# Seção de texto
-------------------------

Da mesma forma, sabe-se que o congresso foi organizado às pressas no navio pois o evento original que estava programado para ocorrer em Moscou havia sido cancelado às vésperas de sua realização.
Seguem duas observações sobre o assunto. A primeira, mais conhecida, de Anatole Kopp, consta do clássico Quando o moderno não era um estilo e sim uma causa. A segunda foi retirada de um livrinho chamado The image of the architect (já citado aqui).
Durante os anos vinte as experiências de vanguarda (das quais a maior parte ficará no estágio de projetos) sucedem-se na União Soviética, suscitando o interesse – às vezes o entusiasmo – dos profissionais ocidentais. (…)

-------------------------

# Conteúdo dos registros
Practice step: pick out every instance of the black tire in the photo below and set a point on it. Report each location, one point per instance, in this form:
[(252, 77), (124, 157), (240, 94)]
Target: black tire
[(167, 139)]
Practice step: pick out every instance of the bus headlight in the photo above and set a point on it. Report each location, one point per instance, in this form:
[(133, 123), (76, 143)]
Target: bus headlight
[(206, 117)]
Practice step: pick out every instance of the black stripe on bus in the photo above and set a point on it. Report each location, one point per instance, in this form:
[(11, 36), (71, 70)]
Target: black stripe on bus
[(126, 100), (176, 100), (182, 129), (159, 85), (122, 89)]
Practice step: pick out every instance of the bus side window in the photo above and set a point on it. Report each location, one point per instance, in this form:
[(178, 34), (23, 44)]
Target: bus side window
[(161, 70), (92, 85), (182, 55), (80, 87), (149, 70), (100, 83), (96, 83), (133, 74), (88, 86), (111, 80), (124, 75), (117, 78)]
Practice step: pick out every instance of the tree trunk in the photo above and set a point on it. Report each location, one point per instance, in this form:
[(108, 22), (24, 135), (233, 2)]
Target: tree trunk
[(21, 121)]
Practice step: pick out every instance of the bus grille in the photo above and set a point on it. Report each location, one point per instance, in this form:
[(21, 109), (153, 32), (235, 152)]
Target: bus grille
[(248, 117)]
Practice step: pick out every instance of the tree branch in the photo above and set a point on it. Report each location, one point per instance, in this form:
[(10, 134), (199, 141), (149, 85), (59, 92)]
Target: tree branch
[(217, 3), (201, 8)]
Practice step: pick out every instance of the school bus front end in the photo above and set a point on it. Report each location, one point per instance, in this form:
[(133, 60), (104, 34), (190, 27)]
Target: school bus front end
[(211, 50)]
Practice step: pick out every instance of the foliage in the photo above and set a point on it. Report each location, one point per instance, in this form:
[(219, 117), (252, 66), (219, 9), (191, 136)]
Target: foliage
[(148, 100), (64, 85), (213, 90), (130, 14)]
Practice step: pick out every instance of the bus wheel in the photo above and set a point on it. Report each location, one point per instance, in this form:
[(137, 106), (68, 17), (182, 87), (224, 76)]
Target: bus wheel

-------------------------

# Objetivo da tarefa
Por favor, transcreva da seção de texto a parte começando em "Seguem duas observações" e terminando em "(já citado aqui).".

# Solução da tarefa
Seguem duas observações sobre o assunto. A primeira, mais conhecida, de Anatole Kopp, consta do clássico Quando o moderno não era um estilo e sim uma causa. A segunda foi retirada de um livrinho chamado The image of the architect (já citado aqui).